- [USING THE INFORMATION]
a: Render this sentence from the passage on social media harms into Spanish: "Try your own search (hopefully on duckduckgo or another relatively safe alternative) and you will find more data."
b: Extend the passage on social media harms, picking up right after its final sentence.
(PASSAGE)
Increased Levels of Anxiety and Depression.

That these are effects of social media and polarised information sources is measured and well documented. Try your own search (hopefully on duckduckgo or another relatively safe alternative) and you will find more data. We may not follow add links, but even the suggestions offered to us on autocomplete or ‘recommended for you’ are designed to drive polarisation and as a result, discord and disharmony and outrage.

Suicides, including child suicides.

(42:20) Its plain as day to me. These services are killing people… and causing people to kill themselves.

Tim Kendall. Former Director of Monetization at Facebook, Former President Pinterest. CEO Moment.

Again, this data is well documented and researched, it is killing people. The Nashville bomber at least didn’t kill anyone else, but it was still suicide.

A lowering of future education outcomes.

Students cannot spend, 2,3 or even 4 hours a day on social media and other tech sites without it taking some time from their studies. Will an A.I. programming trying everything to produce greater ability to influence people, find people introduced to academic topic, or to lizard people theories and cat videos, are easier to influence. Not everyone will have a reduced academic outcome, but overall society, it must have an impact.
(End PASSAGE)
(GIVEN INFORMATION)
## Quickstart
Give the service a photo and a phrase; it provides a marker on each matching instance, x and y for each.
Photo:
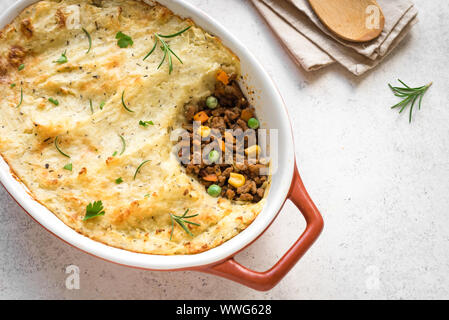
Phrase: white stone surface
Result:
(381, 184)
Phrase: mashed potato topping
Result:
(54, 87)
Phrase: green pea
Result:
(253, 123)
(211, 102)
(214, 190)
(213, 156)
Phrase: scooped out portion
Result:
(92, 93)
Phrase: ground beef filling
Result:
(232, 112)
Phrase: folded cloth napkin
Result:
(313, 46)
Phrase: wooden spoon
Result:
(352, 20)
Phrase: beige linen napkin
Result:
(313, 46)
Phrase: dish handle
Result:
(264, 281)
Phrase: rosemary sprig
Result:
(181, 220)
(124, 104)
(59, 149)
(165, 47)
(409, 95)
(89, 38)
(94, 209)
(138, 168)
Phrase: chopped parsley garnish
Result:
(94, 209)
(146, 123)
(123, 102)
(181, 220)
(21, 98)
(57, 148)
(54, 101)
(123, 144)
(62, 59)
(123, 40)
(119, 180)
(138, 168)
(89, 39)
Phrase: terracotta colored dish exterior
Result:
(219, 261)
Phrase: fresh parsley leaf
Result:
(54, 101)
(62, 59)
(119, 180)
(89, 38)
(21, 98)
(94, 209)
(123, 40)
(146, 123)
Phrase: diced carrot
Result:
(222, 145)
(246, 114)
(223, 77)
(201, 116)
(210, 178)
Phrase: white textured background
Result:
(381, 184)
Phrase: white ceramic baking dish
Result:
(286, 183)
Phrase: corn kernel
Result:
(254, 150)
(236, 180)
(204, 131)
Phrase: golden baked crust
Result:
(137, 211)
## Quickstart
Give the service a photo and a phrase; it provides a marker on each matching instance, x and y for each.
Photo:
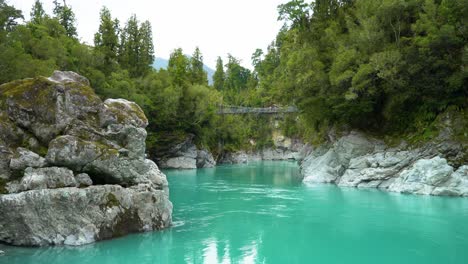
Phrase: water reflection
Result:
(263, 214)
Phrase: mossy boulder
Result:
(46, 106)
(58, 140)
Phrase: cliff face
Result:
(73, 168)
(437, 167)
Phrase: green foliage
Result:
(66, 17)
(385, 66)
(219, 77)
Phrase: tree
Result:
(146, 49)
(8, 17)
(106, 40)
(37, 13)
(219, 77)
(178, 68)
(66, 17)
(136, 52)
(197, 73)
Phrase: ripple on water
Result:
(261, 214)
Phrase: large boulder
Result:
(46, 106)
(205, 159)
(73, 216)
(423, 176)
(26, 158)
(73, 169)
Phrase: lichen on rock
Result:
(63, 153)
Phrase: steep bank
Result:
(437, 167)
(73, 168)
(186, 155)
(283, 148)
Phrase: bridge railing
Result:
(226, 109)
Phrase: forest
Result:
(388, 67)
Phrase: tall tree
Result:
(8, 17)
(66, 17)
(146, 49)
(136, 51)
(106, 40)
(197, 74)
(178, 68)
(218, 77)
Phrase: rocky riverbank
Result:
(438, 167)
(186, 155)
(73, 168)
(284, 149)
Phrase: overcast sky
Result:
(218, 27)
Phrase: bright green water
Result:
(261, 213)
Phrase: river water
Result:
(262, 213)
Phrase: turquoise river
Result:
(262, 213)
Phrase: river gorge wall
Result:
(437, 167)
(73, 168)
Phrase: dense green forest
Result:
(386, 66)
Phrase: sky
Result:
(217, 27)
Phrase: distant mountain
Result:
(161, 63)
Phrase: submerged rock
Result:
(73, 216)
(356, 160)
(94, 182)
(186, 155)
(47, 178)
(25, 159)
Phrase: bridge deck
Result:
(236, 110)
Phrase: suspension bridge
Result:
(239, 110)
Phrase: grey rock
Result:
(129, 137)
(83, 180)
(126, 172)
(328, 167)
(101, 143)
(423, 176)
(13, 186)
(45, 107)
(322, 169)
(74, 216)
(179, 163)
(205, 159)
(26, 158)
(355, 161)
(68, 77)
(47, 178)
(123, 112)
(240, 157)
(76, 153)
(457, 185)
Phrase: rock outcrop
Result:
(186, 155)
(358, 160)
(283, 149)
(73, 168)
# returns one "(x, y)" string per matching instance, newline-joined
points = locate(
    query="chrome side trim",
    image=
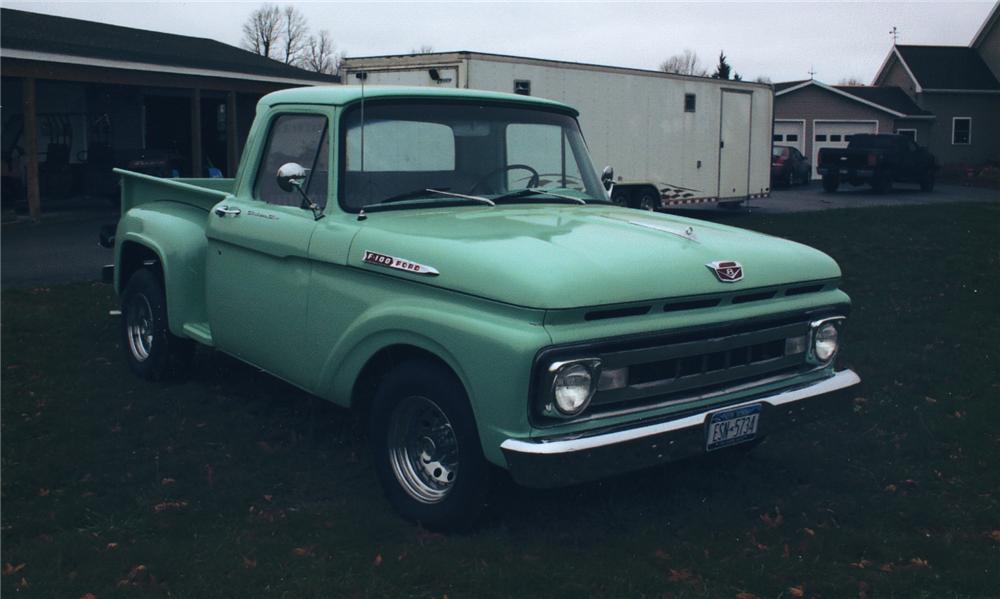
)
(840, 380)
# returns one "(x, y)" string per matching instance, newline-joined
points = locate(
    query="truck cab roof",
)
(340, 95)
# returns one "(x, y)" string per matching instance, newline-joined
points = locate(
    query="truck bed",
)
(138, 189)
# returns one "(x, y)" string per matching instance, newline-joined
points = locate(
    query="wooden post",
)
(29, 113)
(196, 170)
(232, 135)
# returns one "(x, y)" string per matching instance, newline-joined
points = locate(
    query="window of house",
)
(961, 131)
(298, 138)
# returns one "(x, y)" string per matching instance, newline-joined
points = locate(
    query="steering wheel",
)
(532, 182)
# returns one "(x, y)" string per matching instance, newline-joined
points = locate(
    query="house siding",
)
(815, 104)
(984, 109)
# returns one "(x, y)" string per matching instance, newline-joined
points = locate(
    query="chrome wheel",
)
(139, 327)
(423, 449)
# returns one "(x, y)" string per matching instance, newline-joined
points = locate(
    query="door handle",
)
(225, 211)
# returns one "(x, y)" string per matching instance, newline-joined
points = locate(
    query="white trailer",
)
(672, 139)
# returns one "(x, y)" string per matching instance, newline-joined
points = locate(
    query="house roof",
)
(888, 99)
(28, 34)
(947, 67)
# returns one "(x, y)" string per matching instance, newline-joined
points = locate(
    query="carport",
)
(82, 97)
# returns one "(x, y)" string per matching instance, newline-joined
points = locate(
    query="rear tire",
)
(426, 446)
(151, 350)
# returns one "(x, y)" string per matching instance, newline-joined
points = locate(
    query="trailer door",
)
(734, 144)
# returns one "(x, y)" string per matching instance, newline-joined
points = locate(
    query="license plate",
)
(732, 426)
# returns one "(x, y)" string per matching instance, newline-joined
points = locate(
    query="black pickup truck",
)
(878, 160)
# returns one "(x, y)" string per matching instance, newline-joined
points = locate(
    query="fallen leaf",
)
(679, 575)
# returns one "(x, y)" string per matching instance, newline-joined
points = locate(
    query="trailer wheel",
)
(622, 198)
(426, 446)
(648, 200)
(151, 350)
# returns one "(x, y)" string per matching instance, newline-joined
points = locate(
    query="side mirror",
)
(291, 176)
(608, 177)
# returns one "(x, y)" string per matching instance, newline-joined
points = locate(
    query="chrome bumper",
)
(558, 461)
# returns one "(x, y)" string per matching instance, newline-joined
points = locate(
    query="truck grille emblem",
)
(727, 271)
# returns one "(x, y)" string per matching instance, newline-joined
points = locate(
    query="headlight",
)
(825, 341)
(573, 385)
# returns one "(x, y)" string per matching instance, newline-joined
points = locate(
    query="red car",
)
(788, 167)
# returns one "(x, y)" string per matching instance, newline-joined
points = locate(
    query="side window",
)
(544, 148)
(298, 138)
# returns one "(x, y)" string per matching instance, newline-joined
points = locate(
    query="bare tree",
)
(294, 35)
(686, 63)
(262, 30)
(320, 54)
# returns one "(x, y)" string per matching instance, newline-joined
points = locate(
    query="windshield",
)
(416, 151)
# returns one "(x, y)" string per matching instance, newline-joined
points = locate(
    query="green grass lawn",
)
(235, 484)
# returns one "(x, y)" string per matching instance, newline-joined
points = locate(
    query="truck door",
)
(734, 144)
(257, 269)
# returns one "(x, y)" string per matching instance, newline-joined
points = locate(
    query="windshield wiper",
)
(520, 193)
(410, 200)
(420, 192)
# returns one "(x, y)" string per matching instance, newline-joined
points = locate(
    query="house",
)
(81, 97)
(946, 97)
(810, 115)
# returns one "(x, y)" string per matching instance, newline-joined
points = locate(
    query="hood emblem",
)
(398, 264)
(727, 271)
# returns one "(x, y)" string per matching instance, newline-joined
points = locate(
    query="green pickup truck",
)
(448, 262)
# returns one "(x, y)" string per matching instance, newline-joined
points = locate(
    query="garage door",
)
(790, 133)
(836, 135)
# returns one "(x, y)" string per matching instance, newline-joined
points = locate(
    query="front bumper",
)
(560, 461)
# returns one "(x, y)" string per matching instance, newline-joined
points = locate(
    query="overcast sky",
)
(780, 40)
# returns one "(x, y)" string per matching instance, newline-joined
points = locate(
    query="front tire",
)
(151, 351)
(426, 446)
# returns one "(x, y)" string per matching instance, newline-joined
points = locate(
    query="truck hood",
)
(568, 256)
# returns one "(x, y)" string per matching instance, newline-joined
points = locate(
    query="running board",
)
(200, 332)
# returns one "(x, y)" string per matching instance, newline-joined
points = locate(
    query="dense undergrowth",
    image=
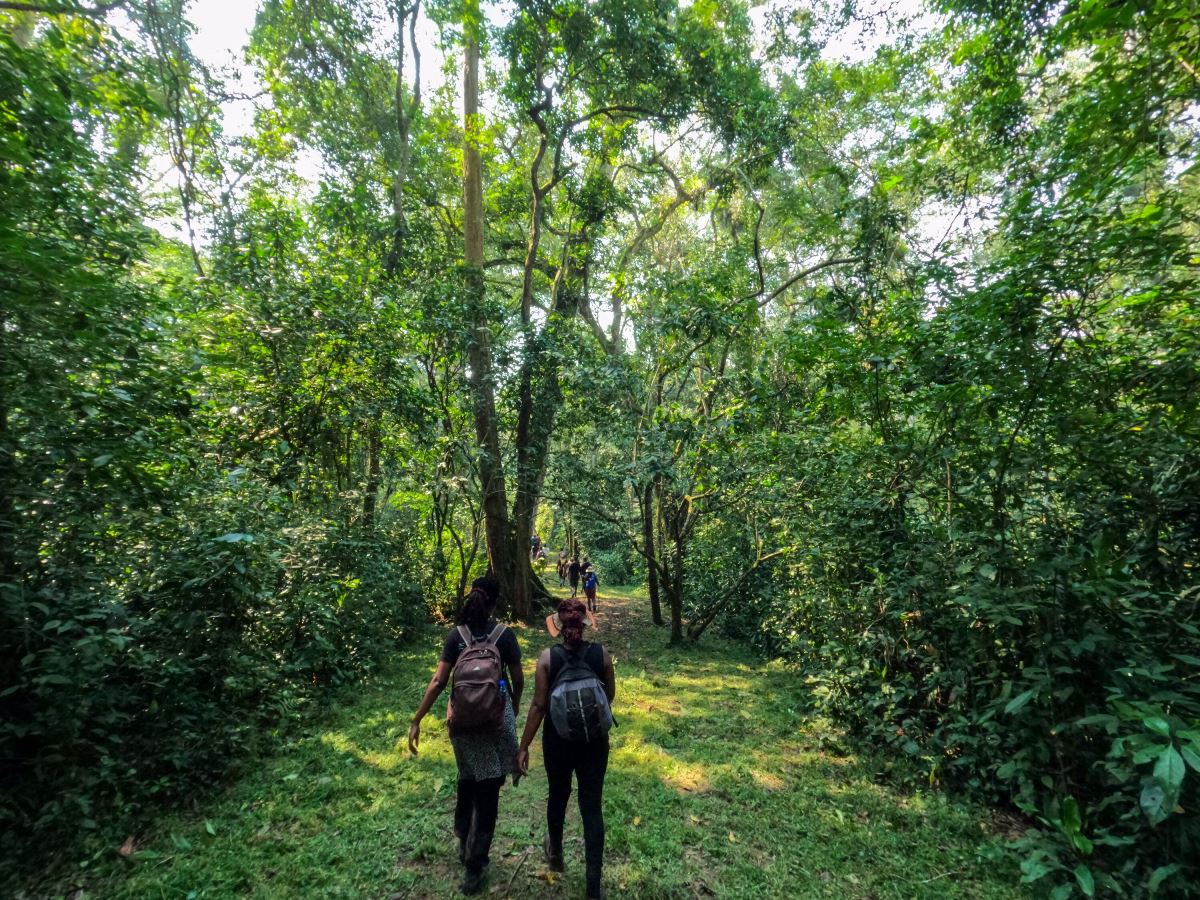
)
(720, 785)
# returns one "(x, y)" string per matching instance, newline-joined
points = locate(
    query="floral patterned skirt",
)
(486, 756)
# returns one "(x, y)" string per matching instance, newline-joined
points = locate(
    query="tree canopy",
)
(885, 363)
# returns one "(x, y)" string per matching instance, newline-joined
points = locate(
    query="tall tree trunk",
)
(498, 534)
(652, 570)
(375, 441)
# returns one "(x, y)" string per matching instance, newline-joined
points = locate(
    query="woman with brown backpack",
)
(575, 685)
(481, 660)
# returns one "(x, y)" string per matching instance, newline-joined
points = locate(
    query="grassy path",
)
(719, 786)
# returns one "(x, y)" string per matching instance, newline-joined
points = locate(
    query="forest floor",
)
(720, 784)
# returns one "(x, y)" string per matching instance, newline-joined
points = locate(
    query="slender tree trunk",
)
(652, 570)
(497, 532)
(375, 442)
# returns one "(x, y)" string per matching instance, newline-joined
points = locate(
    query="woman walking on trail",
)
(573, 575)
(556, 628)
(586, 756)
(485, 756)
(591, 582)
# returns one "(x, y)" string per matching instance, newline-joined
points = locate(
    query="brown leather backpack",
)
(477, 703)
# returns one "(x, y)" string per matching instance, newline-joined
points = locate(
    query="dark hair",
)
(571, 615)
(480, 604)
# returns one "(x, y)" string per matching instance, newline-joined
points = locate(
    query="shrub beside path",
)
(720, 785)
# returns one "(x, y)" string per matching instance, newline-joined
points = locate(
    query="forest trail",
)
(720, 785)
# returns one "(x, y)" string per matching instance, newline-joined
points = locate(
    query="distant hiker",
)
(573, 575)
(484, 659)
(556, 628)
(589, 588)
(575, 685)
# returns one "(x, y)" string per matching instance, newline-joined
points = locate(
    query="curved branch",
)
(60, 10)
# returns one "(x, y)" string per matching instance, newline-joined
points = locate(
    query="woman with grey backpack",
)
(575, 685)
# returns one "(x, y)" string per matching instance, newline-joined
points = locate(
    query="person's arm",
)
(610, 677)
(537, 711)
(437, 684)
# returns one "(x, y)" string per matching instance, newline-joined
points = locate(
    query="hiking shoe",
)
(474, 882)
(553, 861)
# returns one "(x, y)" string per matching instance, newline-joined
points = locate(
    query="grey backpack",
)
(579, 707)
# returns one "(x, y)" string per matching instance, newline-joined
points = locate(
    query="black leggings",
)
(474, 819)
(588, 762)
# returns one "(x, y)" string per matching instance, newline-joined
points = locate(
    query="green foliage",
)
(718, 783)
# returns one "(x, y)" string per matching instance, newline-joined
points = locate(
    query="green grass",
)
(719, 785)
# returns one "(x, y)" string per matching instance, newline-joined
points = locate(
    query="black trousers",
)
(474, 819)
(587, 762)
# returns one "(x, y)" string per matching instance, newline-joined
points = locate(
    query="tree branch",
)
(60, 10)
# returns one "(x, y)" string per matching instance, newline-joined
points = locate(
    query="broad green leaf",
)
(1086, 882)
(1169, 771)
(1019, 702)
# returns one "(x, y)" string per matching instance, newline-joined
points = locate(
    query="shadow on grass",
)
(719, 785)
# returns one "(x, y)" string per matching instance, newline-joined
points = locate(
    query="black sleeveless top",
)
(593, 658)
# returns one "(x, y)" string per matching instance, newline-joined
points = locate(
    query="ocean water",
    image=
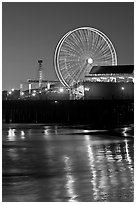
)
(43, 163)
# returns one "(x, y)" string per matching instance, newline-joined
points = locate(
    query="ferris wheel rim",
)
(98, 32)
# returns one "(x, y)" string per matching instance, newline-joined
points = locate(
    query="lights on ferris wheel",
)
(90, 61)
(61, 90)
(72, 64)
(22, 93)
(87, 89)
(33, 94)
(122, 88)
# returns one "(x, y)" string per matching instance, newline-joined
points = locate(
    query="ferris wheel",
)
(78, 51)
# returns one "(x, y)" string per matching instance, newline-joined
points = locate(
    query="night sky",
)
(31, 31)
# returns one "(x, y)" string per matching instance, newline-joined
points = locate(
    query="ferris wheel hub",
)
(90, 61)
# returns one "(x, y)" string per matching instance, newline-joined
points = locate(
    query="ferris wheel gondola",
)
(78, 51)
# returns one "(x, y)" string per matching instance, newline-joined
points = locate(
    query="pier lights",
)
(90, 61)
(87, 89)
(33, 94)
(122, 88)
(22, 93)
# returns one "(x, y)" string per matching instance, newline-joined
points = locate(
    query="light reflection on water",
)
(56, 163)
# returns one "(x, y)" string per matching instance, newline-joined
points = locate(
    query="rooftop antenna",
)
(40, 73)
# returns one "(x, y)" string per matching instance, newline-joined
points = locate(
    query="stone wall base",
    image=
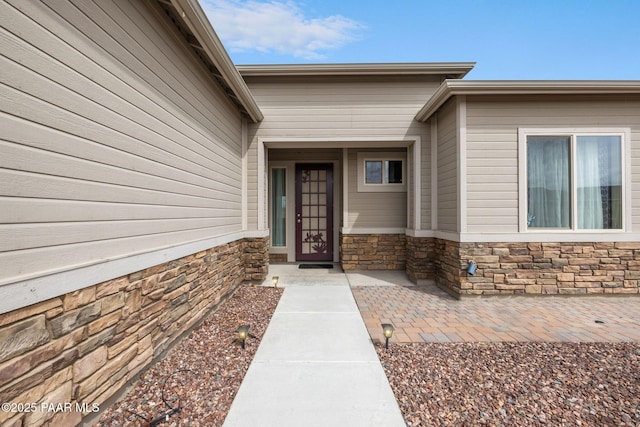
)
(End GIVEN INFORMATION)
- [YOUR RESPONSES]
a: Haga su propia búsqueda (con suerte en duckduckgo u otra alternativa relativamente segura) y encontrará más datos.

b:
The potential failure of democracy.

Look little further than the US election of 2020. This is the logical outcome of the loss of a free press. News services that deliver only one slant of the news are the realm of dictatorships, yet that is exactly what ‘free’ technology news services deliver.

Rupert Murdoch has long been considered a threat to democracy, but the potential threat from a media baron pales in comparison with the potential threat from a ‘tech media baron’. At the outset of this exploration, it is noted how tech started with idealism. But then, power has been known to corrupt.

A world where personal safety can be threatened by people convinced of conspiracies.

I already mentioned the Nashville bomber, although he did not kill anyone else, there was a threat to the safety of others. How many mass shootings are the result of people being polarised online? If online companies are still growing, logically online polarisation must also grow.

Conclusion.

There is no such thing as a free lunch.

Every ‘free’ service, from the messaging engines, to the phone and video calls, to the videos available to be watched, all cost money, and are not provided by benevolent charitable organisations, but the richest companies in human history. To get so rich, these companies generate a lot of revenue for each dollar they spend, which means, in effect we are paying a significant mark-up and inflated price on every service they provide. In reality, we would all be paying far less if how much we were paying was transparent, but in the end, these huge fortunes can only be generated us paying.

It is like eating in a restaurant where the prices are not on the menu. You need to be prepared to pay at some point.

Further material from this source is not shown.